Trecho de referência:
Agora, o que fazer com essa ausência? Com a dor que ficou, com seu vazio? Minha prima se foi, morreu, deixou de respirar numa tarde de fim de março, próxima à Páscoa. A Semana Santa ficou mais triste que de costume e o silêncio deixado por ela, neste momento, preenche todos os vazios. Estou longe, lutando para que as palavras façam sentido, para que o sentimento escorra pela página, mas sinto que as palavras estão insensíveis à minha dor e parecem não realizar a pessoa que foi Sandra.
O que fazer quando qualquer ato será inútil, quando até mesmo minha presença não será percebida por ela? Faço este texto de despedida, mas o sinto tão cruel comigo, com ela, tão fraco, que nem chega à altura do que ela foi. Ao menos, foi amada pela família, que se acostumou com ela ali, na cadeira de rodas, ora bem, ora mal, indo e vindo do hospital, que, desta vez pensamos: ela voltará, olhará o mundo com resignação, com aceitação de quem não pode fugir ao destino. Ela, porém, não voltou, não se sentou de volta em sua cadeira e nem olhou o movimento da rua.

Dados disponíveis:
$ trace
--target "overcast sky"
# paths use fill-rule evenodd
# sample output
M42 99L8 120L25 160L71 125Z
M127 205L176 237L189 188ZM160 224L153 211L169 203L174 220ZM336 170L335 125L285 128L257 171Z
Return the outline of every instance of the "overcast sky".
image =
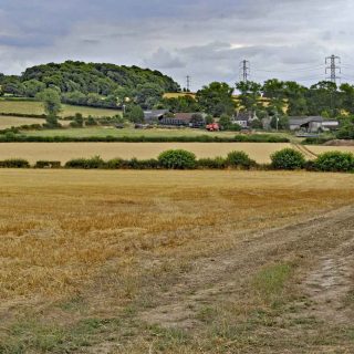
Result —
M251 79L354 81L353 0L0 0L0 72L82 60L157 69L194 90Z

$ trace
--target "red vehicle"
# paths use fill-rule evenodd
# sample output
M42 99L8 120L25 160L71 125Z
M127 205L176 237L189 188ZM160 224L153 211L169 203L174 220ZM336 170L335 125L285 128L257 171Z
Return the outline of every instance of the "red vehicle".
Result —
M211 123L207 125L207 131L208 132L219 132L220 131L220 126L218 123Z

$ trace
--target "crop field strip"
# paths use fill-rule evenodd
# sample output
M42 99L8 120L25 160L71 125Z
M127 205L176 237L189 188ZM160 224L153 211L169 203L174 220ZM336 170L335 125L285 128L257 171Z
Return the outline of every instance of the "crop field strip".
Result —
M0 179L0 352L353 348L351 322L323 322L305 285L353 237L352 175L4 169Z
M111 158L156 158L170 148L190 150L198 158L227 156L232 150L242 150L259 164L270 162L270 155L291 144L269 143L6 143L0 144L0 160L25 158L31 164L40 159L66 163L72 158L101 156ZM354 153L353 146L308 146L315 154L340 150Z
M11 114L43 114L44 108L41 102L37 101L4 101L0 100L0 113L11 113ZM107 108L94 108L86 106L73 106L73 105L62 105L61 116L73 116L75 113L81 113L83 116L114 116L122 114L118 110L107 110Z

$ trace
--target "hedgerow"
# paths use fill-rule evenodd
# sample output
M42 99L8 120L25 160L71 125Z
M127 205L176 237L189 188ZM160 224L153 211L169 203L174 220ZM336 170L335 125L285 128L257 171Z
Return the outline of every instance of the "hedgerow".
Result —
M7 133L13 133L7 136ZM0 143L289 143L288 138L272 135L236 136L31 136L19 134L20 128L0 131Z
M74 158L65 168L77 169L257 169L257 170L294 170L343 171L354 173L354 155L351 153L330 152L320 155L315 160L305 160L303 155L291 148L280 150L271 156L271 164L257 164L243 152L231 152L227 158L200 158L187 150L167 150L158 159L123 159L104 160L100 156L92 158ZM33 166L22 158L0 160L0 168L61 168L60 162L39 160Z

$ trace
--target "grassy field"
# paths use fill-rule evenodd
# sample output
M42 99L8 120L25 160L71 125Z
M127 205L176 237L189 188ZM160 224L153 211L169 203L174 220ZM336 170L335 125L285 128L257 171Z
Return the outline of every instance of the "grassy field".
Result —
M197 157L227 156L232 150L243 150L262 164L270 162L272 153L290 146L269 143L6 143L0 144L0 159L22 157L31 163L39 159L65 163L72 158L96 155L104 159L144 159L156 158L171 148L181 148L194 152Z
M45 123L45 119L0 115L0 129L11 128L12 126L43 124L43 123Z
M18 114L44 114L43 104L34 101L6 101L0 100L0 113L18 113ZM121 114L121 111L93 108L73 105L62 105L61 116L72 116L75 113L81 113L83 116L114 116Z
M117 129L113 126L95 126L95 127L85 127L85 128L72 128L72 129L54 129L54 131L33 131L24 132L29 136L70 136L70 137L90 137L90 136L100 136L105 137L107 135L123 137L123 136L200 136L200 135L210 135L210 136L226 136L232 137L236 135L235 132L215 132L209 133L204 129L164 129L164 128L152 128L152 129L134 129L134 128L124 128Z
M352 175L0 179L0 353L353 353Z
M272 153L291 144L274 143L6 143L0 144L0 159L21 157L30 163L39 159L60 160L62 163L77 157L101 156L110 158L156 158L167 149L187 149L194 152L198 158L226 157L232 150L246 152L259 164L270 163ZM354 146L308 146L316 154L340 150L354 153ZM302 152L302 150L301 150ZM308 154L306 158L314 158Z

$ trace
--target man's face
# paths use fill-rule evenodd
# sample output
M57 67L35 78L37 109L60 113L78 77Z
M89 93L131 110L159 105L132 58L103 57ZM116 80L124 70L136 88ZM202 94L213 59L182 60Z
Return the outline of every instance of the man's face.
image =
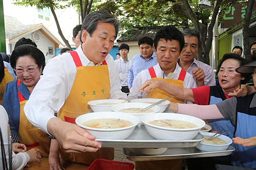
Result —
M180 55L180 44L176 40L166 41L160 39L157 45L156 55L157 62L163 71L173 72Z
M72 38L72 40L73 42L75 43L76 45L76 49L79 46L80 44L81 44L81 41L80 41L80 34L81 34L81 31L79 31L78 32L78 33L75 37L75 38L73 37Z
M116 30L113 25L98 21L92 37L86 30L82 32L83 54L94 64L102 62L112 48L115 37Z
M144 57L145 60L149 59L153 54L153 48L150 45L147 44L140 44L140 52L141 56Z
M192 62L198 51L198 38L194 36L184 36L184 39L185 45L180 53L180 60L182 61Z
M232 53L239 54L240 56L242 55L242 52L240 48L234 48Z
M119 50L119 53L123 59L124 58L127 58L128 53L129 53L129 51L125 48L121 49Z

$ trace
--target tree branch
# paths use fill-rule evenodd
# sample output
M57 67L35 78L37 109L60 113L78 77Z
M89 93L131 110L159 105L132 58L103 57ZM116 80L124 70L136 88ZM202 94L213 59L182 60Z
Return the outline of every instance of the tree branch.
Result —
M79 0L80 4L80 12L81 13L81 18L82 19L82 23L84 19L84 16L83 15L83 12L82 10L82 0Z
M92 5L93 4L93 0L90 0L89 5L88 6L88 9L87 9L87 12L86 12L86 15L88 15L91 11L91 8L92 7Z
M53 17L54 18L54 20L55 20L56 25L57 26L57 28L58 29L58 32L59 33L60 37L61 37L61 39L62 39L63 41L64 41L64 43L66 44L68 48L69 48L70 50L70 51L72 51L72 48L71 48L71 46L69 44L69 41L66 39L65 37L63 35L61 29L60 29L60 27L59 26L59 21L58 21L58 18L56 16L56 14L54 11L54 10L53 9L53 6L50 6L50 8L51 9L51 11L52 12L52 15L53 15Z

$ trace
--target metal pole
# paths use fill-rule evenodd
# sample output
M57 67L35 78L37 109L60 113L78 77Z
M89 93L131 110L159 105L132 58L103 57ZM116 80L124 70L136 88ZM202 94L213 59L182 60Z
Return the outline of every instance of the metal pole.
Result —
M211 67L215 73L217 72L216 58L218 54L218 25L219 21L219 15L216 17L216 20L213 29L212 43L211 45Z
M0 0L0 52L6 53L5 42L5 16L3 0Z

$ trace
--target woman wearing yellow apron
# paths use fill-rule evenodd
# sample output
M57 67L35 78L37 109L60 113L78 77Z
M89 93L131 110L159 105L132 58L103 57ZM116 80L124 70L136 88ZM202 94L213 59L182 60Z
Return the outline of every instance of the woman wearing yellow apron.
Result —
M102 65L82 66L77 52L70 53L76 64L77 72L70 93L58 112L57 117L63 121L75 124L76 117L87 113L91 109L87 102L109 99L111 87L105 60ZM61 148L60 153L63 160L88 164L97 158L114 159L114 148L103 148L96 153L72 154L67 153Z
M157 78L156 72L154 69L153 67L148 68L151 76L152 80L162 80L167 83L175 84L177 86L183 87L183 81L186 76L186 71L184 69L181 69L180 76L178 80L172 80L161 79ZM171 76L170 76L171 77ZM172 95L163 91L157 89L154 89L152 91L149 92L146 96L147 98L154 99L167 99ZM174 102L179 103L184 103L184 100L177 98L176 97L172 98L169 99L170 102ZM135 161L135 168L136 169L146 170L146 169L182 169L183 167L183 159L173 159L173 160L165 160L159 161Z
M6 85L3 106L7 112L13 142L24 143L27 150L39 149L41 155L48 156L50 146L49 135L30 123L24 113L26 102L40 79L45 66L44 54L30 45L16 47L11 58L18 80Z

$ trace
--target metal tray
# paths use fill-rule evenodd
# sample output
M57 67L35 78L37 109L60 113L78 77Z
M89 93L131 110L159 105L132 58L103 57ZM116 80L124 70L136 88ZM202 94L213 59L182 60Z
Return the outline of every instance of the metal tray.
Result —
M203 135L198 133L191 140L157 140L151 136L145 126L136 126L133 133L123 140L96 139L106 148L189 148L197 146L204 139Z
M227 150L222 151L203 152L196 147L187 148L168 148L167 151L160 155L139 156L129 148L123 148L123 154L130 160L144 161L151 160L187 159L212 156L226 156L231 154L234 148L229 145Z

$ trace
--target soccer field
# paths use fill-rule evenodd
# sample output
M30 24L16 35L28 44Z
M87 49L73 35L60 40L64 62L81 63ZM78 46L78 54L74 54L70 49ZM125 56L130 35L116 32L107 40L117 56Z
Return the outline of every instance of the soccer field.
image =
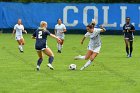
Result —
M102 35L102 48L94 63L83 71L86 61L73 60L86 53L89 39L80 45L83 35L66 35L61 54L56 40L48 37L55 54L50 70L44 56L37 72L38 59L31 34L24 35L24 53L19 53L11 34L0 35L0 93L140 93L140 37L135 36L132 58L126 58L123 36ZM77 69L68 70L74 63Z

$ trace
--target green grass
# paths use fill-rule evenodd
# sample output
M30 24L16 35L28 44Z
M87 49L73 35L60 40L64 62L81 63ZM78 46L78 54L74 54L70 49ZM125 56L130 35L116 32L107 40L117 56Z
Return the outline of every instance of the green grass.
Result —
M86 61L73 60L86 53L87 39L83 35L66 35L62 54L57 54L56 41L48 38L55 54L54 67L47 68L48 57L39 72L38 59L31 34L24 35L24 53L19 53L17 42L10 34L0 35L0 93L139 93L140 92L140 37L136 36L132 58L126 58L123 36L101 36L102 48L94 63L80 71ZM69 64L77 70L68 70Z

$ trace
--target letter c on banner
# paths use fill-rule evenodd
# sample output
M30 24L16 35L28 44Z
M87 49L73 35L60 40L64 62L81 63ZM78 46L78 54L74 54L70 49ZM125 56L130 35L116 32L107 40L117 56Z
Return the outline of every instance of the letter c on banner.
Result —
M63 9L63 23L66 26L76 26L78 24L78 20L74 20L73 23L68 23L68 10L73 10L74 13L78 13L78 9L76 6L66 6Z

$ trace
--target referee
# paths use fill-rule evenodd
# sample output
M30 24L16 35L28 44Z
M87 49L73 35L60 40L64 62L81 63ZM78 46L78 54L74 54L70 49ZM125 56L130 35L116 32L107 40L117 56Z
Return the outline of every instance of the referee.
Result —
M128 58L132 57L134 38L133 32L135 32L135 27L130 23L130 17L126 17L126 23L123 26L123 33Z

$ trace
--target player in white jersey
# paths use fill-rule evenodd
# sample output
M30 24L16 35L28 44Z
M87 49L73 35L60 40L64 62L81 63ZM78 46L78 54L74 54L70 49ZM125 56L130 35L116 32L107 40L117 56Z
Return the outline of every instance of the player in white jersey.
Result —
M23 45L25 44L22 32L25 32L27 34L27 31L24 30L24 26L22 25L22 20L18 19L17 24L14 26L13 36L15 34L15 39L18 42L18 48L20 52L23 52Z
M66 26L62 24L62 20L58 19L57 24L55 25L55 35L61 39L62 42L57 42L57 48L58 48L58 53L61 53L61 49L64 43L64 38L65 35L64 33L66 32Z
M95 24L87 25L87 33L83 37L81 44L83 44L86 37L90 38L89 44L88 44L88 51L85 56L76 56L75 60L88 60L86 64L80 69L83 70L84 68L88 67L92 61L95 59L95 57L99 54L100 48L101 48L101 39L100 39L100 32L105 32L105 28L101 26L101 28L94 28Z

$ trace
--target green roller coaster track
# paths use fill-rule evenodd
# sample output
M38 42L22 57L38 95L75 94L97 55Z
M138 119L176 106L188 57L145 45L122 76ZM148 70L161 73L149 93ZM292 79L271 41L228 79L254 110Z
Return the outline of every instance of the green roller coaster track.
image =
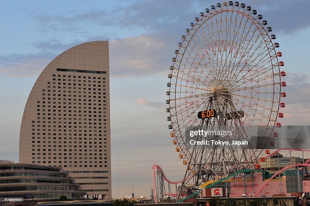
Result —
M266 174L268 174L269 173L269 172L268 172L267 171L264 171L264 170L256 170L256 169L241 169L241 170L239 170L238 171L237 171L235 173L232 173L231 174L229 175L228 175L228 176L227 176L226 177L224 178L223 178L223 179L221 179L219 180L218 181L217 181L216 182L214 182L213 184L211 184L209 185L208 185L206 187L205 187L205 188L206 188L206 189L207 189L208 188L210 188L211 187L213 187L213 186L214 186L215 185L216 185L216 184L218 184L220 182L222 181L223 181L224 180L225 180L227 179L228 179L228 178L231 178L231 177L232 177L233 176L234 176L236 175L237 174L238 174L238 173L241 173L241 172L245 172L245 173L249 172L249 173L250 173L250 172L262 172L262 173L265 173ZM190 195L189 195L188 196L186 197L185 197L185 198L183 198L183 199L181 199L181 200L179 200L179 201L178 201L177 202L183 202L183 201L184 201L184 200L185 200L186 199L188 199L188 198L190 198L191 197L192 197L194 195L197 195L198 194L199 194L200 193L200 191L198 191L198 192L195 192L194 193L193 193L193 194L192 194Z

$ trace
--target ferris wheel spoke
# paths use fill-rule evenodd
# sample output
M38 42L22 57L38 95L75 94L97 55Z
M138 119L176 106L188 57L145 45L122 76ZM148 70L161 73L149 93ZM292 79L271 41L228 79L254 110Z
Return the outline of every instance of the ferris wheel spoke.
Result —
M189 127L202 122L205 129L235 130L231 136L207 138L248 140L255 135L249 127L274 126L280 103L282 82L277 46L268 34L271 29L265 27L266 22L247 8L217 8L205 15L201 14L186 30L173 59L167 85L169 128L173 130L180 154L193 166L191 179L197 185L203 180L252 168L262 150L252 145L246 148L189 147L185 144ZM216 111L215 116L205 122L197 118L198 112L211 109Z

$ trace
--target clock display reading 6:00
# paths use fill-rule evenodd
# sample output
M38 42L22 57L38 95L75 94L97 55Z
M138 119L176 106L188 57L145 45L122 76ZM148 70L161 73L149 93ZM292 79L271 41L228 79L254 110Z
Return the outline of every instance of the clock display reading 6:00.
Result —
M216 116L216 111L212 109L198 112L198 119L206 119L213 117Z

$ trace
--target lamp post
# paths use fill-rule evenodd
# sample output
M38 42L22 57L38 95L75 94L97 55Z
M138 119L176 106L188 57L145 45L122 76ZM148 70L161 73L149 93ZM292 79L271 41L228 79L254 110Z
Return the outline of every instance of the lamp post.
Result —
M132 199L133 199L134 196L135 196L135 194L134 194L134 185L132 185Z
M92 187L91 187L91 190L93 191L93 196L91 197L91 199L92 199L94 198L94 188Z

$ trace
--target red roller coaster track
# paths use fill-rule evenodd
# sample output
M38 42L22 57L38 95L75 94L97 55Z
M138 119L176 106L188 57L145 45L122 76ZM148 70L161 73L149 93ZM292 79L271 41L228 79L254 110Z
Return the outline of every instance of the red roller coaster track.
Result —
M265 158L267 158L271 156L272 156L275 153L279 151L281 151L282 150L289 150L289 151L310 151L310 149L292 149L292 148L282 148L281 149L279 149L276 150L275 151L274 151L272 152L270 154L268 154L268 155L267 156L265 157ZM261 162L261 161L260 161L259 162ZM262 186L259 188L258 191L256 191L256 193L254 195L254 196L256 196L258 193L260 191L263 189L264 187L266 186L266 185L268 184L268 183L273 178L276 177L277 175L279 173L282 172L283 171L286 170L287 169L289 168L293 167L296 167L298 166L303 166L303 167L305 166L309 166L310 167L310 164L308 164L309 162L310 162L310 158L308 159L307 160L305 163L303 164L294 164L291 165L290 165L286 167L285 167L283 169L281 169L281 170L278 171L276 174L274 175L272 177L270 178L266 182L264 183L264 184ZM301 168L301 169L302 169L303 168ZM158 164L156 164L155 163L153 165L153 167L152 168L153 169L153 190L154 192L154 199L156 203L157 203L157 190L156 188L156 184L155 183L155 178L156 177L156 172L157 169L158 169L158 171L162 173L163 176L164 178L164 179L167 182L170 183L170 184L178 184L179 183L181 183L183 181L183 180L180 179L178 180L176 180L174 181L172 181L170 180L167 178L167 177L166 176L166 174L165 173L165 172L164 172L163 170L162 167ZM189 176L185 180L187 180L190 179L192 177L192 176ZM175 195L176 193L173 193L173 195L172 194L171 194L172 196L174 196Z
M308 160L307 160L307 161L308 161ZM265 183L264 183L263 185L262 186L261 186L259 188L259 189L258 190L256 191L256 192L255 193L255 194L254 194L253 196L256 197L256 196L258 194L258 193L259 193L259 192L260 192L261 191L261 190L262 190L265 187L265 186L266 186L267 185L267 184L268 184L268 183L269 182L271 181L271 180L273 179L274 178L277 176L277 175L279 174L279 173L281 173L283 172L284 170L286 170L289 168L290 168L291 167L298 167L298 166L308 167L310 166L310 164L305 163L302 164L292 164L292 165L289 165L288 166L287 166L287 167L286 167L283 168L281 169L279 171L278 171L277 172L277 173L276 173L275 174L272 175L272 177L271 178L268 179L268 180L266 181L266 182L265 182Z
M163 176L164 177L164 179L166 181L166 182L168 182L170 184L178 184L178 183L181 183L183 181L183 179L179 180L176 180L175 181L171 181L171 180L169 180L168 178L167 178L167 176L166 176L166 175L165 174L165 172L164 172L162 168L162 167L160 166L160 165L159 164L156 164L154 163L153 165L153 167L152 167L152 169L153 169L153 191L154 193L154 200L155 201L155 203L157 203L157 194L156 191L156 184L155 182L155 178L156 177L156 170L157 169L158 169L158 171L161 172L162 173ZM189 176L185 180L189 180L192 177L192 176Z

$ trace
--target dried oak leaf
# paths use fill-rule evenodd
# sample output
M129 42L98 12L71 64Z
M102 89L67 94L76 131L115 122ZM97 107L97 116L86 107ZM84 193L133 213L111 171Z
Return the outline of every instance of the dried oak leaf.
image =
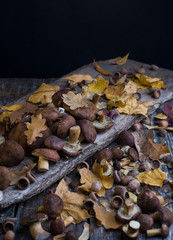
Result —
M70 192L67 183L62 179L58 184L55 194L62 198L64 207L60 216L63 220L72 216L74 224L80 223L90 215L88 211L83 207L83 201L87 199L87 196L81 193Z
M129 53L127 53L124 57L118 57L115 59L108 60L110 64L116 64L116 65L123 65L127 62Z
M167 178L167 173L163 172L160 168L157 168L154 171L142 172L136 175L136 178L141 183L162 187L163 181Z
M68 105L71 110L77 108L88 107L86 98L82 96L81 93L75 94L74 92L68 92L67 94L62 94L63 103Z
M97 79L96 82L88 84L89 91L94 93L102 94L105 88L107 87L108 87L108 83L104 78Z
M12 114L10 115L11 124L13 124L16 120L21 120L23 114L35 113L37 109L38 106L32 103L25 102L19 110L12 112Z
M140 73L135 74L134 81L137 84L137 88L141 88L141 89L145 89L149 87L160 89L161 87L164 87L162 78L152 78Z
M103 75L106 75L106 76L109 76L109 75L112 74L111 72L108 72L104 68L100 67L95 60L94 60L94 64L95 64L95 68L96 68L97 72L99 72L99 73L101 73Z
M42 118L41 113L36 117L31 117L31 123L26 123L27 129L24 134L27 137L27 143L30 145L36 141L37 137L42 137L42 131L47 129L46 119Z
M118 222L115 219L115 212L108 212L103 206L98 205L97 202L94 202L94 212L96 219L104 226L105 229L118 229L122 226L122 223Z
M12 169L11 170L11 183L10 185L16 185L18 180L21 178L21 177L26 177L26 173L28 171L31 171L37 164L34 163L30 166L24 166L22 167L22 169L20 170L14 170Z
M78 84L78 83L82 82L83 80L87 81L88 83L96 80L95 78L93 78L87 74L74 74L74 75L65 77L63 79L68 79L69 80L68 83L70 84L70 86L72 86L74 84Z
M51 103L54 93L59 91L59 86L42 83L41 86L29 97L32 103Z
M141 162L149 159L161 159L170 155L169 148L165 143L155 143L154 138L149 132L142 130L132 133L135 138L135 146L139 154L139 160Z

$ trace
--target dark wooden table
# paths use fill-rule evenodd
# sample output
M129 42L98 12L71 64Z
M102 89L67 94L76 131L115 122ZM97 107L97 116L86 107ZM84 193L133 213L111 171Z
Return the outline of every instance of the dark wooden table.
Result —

Tarefa proposta 1:
Reproduza do trecho, sem nenhuma alteração, a parte que começa em "O que fazer quando" e vai até "movimento da rua.".
Tarefa proposta 2:
Com base no trecho, responda:
(a) Em que tarde a prima deixou de respirar?
(b) Qual era o nome da prima?
(c) Onde a família se acostumou a vê-la?

Resultado da tarefa 1:
O que fazer quando qualquer ato será inútil, quando até mesmo minha presença não será percebida por ela? Faço este texto de despedida, mas o sinto tão cruel comigo, com ela, tão fraco, que nem chega à altura do que ela foi. Ao menos, foi amada pela família, que se acostumou com ela ali, na cadeira de rodas, ora bem, ora mal, indo e vindo do hospital, que, desta vez pensamos: ela voltará, olhará o mundo com resignação, com aceitação de quem não pode fugir ao destino. Ela, porém, não voltou, não se sentou de volta em sua cadeira e nem olhou o movimento da rua.

Resultado da tarefa 2:
(a) Numa tarde de fim de março, próxima à Páscoa.
(b) Sandra.
(c) Na cadeira de rodas.